## WORK TO BE COMPLETED
Give the lines of the data below as a JSON list of strings, one string per line and blank lines left out, starting with the line that contains "For every instance of the woman's lips, drop" and running through the last line of the data. Include both of those lines.
>> begin
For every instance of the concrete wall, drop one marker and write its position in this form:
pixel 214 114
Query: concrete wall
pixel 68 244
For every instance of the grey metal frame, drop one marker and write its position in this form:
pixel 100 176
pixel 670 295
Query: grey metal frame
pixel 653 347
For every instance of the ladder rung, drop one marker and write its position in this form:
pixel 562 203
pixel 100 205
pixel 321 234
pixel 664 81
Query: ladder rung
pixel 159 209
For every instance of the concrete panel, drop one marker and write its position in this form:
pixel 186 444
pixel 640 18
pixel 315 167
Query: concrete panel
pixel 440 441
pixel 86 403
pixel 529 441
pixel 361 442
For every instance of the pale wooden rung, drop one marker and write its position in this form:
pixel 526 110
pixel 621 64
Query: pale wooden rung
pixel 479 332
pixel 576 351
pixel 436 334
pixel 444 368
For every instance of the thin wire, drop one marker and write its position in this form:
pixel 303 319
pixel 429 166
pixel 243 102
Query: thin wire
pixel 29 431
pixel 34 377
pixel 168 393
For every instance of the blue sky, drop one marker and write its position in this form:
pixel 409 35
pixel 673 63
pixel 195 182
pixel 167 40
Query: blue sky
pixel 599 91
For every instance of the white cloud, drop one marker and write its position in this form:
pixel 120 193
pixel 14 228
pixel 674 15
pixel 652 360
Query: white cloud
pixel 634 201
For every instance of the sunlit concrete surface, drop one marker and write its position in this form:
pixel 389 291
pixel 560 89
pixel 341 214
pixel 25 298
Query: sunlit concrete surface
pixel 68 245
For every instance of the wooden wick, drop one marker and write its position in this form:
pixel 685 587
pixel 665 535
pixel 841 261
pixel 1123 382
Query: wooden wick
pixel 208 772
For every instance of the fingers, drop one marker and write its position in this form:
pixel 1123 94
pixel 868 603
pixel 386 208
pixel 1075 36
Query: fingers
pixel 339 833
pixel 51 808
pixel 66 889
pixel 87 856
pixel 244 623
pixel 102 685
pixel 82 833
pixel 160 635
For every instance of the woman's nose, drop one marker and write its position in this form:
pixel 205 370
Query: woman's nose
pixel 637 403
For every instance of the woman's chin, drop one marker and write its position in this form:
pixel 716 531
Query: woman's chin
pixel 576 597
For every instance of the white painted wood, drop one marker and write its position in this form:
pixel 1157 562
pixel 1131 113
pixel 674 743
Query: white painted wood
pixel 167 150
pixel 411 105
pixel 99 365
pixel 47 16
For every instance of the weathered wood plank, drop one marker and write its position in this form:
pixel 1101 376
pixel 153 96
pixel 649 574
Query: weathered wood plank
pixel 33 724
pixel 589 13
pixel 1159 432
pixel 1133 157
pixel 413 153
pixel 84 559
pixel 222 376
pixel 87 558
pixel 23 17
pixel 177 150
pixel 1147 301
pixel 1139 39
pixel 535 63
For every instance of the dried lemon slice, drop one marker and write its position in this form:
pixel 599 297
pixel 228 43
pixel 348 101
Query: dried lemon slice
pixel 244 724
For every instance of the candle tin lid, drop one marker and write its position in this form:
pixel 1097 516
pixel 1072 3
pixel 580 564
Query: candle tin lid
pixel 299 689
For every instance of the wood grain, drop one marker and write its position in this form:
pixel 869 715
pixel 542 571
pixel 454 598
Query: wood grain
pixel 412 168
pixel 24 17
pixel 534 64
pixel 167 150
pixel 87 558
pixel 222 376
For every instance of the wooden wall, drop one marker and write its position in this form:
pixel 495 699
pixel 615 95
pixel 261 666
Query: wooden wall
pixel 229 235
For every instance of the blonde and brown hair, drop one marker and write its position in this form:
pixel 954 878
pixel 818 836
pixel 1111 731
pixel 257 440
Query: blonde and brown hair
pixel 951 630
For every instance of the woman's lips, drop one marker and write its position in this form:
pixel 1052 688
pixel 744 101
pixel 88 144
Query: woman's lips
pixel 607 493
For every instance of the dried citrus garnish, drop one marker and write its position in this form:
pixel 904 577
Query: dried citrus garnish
>> end
## RESPONSE TO THIS EXERCISE
[
  "For every instance of the woman's lips, drop one marker and write its position in this form:",
  "pixel 1052 688",
  "pixel 744 101",
  "pixel 88 144",
  "Query: woman's lips",
  "pixel 607 493",
  "For every instance of the dried citrus garnish, drop one marker and write its position in this form:",
  "pixel 904 577",
  "Query: dried citrus garnish"
]